**Records provided:**
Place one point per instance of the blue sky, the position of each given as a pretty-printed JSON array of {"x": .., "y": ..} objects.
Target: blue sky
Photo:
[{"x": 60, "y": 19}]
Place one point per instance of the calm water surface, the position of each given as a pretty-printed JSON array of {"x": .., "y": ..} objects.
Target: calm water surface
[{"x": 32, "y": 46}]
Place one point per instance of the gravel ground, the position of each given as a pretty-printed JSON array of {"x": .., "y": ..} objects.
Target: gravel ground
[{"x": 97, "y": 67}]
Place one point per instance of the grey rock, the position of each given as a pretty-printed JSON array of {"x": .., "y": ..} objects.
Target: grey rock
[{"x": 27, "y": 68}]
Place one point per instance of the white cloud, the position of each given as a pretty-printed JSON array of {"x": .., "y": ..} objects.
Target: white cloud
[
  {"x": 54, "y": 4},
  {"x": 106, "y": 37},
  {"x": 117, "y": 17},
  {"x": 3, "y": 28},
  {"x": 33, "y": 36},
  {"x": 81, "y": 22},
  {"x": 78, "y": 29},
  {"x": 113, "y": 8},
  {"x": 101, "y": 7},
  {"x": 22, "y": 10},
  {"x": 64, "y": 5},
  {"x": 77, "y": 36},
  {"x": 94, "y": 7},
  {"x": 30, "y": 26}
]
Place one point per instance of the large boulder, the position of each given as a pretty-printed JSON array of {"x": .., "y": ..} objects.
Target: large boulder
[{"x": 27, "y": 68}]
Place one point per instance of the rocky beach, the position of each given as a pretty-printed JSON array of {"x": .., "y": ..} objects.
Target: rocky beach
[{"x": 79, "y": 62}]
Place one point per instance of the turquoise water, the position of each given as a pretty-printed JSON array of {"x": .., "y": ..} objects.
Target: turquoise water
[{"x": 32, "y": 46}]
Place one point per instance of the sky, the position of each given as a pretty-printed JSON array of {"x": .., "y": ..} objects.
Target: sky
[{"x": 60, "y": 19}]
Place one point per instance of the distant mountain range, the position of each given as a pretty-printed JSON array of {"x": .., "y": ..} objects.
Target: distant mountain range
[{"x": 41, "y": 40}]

**Exercise description:** Turn every line of the records above into a numbered list, leaving out any blank lines.

**Final answer:**
1. Place one point per instance of the blue sky, the position of each given as a pretty-printed JSON array of {"x": .., "y": ..} objects.
2. Target: blue sky
3. Photo:
4. [{"x": 60, "y": 19}]
5. Place one point per instance of the calm water surface, the position of each given as a pretty-printed JSON array of {"x": .., "y": ..} objects.
6. Target: calm water surface
7. [{"x": 32, "y": 46}]
8. Place one point per instance of the gravel ground, the position of each given as a pretty-printed JSON array of {"x": .., "y": ..} objects.
9. Target: gravel ground
10. [{"x": 97, "y": 67}]
11. Place one point per instance of the grey rock, the position of each given as a pretty-printed JSON array of {"x": .., "y": ..} objects.
12. Target: grey rock
13. [{"x": 27, "y": 68}]
14. Place one point per instance of the white cloud, the position of each given as a pretty-printed JSON array of {"x": .., "y": ..} objects.
15. Target: white cloud
16. [
17.   {"x": 54, "y": 4},
18.   {"x": 106, "y": 37},
19.   {"x": 117, "y": 17},
20.   {"x": 3, "y": 28},
21.   {"x": 33, "y": 36},
22.   {"x": 81, "y": 22},
23.   {"x": 78, "y": 29},
24.   {"x": 113, "y": 8},
25.   {"x": 101, "y": 7},
26.   {"x": 22, "y": 10},
27.   {"x": 64, "y": 5},
28.   {"x": 77, "y": 36},
29.   {"x": 94, "y": 7},
30.   {"x": 30, "y": 26}
31. ]
32. Place one point per instance of the large boulder, the position of each given as a pretty-printed JSON array of {"x": .., "y": ..} objects.
33. Target: large boulder
34. [{"x": 27, "y": 68}]
35. Place one point per instance of the rocky beach, the position of each given as a pretty-printed JSON array of {"x": .., "y": ..} objects.
36. Target: rocky beach
37. [{"x": 79, "y": 62}]
38. Place one point per instance of the turquoise water, the position of each given as a pretty-printed JSON array of {"x": .., "y": ..} objects.
39. Target: turquoise water
40. [{"x": 32, "y": 46}]
41. Place one point per instance of the sky, the position of each given as a pretty-printed JSON array of {"x": .., "y": ..} objects.
42. Target: sky
43. [{"x": 60, "y": 19}]
44. Place one point per instance of the distant mountain range, the position of each given as a pretty-printed JSON array of {"x": .., "y": ..} objects.
45. Target: distant mountain range
46. [{"x": 41, "y": 40}]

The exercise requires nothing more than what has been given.